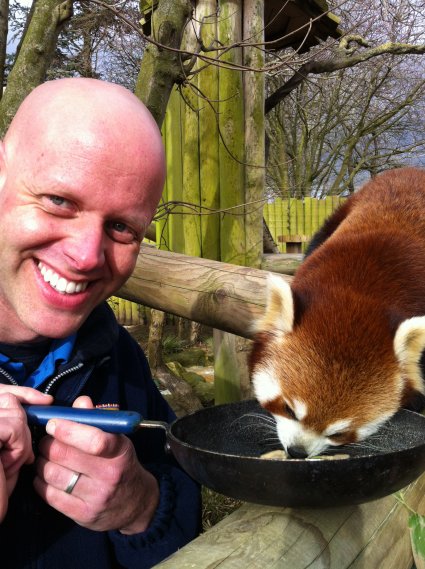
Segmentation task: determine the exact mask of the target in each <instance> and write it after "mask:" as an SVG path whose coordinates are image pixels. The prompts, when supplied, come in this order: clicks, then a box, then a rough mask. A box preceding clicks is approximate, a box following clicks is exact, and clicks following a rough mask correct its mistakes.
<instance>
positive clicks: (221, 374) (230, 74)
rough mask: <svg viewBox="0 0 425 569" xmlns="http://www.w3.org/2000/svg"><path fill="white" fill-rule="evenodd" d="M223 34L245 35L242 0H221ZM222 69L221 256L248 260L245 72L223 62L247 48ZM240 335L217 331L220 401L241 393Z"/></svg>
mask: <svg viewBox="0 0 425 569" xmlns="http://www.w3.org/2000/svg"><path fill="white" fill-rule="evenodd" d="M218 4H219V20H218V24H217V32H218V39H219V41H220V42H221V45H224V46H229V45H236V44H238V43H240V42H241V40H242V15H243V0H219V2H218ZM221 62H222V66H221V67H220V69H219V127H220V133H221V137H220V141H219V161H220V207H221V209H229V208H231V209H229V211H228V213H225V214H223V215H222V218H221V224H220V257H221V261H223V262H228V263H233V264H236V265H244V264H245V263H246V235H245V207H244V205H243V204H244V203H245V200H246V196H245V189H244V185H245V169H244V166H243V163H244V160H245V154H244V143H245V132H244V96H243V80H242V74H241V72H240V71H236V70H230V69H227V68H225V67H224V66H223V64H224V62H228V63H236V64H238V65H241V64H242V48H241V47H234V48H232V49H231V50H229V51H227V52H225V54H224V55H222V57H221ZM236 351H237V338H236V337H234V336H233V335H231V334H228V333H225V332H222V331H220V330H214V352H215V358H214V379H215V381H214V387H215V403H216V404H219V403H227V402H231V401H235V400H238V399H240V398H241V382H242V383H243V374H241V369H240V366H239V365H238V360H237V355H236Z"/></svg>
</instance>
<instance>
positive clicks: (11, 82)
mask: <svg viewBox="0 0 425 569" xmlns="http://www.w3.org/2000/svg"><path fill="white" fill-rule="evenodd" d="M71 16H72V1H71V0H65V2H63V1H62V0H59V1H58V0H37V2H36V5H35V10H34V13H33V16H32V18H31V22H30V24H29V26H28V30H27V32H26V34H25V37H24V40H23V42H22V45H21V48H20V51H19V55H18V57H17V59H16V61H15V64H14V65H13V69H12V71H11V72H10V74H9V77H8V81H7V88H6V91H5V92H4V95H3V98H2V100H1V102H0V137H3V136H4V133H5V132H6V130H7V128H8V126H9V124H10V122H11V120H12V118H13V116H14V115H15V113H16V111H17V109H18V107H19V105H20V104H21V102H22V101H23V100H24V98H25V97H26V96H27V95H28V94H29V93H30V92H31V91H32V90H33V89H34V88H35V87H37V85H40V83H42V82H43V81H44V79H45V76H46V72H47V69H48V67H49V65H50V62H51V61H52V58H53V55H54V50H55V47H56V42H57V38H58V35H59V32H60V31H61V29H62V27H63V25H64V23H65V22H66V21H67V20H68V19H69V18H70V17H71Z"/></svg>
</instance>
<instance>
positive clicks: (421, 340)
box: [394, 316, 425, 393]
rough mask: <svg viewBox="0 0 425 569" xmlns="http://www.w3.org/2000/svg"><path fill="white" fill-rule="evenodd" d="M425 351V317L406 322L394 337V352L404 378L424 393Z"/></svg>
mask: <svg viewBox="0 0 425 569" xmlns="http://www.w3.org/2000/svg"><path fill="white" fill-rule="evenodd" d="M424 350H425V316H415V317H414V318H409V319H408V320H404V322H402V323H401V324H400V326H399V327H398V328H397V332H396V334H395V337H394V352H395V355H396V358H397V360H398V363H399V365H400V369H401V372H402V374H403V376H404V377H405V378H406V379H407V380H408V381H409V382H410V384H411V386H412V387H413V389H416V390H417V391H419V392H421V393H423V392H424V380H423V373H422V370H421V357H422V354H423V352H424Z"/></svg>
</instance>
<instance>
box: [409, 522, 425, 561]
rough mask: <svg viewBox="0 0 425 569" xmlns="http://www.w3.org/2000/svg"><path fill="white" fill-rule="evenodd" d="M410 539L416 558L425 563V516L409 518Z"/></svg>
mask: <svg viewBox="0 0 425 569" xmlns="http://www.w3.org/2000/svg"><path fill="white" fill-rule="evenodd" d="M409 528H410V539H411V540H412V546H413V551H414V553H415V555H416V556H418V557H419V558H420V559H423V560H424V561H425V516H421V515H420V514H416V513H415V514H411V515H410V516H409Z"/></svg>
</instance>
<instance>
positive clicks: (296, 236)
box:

• • • • •

- **Aim of the exercise**:
Could you write out the whole listing exactly, skipping every picture?

- **Your response**:
Segmentation task: determine the exact mask of the target in each <instance> and write it after "mask:" as an SVG path whose coordinates are image pixels. The prompts, when supplied, come in this order: clicks, then a box, then a rough mask. A box preceding clicks is approximate, a box following clicks is exact, and clicks following a rough mask correct its mistakes.
<instance>
positive clicks: (221, 374) (230, 74)
rough mask: <svg viewBox="0 0 425 569" xmlns="http://www.w3.org/2000/svg"><path fill="white" fill-rule="evenodd" d="M223 34L245 35L242 0H221ZM222 69L221 256L248 260L245 72L223 62L247 48ZM240 335L217 331L220 401L241 393Z"/></svg>
mask: <svg viewBox="0 0 425 569" xmlns="http://www.w3.org/2000/svg"><path fill="white" fill-rule="evenodd" d="M218 4H219V20H218V24H217V32H218V39H219V41H220V42H221V45H224V46H229V45H236V44H238V43H240V42H241V40H242V15H243V0H219V2H218ZM221 62H222V66H221V67H220V69H219V127H220V133H221V137H220V141H219V161H220V207H221V209H229V208H231V209H229V211H228V213H225V214H223V215H222V218H221V224H220V257H221V261H223V262H228V263H233V264H236V265H244V264H245V263H246V235H245V207H244V205H243V204H244V203H245V200H246V196H245V189H244V185H245V169H244V166H243V163H244V160H245V154H244V143H245V132H244V96H243V80H242V74H241V72H240V71H236V70H230V69H227V68H225V67H224V66H223V64H224V62H228V63H236V64H238V65H241V64H242V48H241V47H234V48H232V49H231V50H229V51H227V52H225V54H224V55H222V57H221ZM236 351H237V338H236V337H234V336H233V335H231V334H228V333H225V332H222V331H220V330H214V352H215V358H214V379H215V381H214V387H215V403H216V404H219V403H227V402H231V401H235V400H238V399H240V398H241V382H242V383H243V374H241V369H240V366H239V365H238V360H237V355H236Z"/></svg>
</instance>
<instance>
positive clicks: (11, 82)
mask: <svg viewBox="0 0 425 569" xmlns="http://www.w3.org/2000/svg"><path fill="white" fill-rule="evenodd" d="M71 16H72V1H71V0H65V2H63V1H62V0H59V1H58V0H37V2H36V5H35V10H34V13H33V16H32V18H31V22H30V24H29V26H28V30H27V32H26V34H25V37H24V40H23V42H22V45H21V48H20V51H19V55H18V57H17V59H16V61H15V64H14V65H13V69H12V71H11V72H10V74H9V77H8V81H7V88H6V91H5V92H4V95H3V98H2V100H1V102H0V137H3V136H4V133H5V132H6V130H7V128H8V126H9V124H10V122H11V120H12V118H13V116H14V115H15V113H16V111H17V109H18V107H19V105H20V104H21V102H22V101H23V100H24V98H25V97H26V96H27V95H28V94H29V93H30V92H31V91H32V90H33V89H34V88H35V87H37V85H40V83H42V82H43V81H44V79H45V76H46V72H47V69H48V67H49V65H50V62H51V61H52V58H53V55H54V50H55V47H56V42H57V38H58V35H59V32H60V31H61V29H62V27H63V25H64V23H65V22H66V21H67V20H68V19H69V18H70V17H71Z"/></svg>
</instance>
<instance>
positive clicks: (421, 340)
box: [394, 316, 425, 393]
rough mask: <svg viewBox="0 0 425 569" xmlns="http://www.w3.org/2000/svg"><path fill="white" fill-rule="evenodd" d="M425 351V317L406 322L394 337V352L404 378L424 393Z"/></svg>
mask: <svg viewBox="0 0 425 569" xmlns="http://www.w3.org/2000/svg"><path fill="white" fill-rule="evenodd" d="M424 350H425V316H415V317H414V318H409V319H408V320H404V322H402V323H401V324H400V326H399V327H398V328H397V332H396V334H395V337H394V352H395V355H396V358H397V360H398V363H399V365H400V369H401V372H402V374H403V376H404V377H405V378H406V379H407V380H408V381H409V382H410V384H411V386H412V387H413V389H416V390H417V391H419V392H421V393H423V392H424V380H423V373H422V370H421V357H422V354H423V352H424Z"/></svg>
</instance>
<instance>
box: [409, 522, 425, 561]
rough mask: <svg viewBox="0 0 425 569" xmlns="http://www.w3.org/2000/svg"><path fill="white" fill-rule="evenodd" d="M410 539L416 558L425 563V516L409 518Z"/></svg>
mask: <svg viewBox="0 0 425 569" xmlns="http://www.w3.org/2000/svg"><path fill="white" fill-rule="evenodd" d="M409 528H410V539H411V540H412V546H413V551H414V553H415V555H416V556H418V557H419V558H420V559H423V560H424V561H425V516H421V515H420V514H416V513H415V514H411V515H410V516H409Z"/></svg>
</instance>
<instance>
positive clicks: (296, 236)
box:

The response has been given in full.